- Supplied data
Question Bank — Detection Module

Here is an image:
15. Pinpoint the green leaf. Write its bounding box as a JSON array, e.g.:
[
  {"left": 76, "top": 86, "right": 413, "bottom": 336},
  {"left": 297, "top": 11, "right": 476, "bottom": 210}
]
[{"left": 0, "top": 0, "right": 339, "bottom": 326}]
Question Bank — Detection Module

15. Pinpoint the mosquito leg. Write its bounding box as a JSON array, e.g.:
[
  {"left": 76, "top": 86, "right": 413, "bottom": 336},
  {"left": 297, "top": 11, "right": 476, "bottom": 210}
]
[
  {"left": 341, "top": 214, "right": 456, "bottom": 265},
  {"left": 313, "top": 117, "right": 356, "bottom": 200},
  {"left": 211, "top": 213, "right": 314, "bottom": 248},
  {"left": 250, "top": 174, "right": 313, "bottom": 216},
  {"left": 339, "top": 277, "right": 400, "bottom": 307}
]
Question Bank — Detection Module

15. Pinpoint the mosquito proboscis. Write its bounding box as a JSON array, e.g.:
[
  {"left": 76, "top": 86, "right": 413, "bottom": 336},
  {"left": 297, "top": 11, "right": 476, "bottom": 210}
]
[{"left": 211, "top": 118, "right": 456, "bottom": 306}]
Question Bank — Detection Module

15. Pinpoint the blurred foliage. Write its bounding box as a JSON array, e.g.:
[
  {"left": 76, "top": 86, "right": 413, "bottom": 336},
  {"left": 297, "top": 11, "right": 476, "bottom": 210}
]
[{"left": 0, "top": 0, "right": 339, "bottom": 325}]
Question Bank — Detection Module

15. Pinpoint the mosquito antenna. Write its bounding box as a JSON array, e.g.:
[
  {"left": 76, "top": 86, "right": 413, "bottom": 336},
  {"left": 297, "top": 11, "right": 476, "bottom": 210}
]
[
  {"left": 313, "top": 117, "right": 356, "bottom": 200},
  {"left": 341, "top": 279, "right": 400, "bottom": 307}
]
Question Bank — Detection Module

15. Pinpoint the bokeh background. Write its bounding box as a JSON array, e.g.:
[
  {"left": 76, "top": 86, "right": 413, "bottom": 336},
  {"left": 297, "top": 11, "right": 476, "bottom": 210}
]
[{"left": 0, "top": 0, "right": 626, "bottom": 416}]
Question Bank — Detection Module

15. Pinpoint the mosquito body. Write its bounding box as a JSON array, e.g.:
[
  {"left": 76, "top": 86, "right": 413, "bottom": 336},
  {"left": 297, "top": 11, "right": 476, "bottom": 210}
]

- Directions
Extract every line of the records that contains the string "JSON".

- The answer
15. Pinpoint the green leaf. Write its bounding box as a JSON array, e.g.:
15. Pinpoint the mosquito leg. Write its bounding box as a JSON array, e.g.:
15. Pinpoint the mosquito proboscis. Write its bounding box as a JSON array, e.g.:
15. Pinpoint the blurred foliage. Write its bounding box as a JSON array, e.g.:
15. Pinpoint the mosquito antenna. Write its bounding box as a JSON array, e.g.:
15. Pinpoint the bokeh background. Write its bounding box as a JSON array, e.g.:
15. Pinpoint the mosquito body. Write its bounding box as a JSON array, e.g.:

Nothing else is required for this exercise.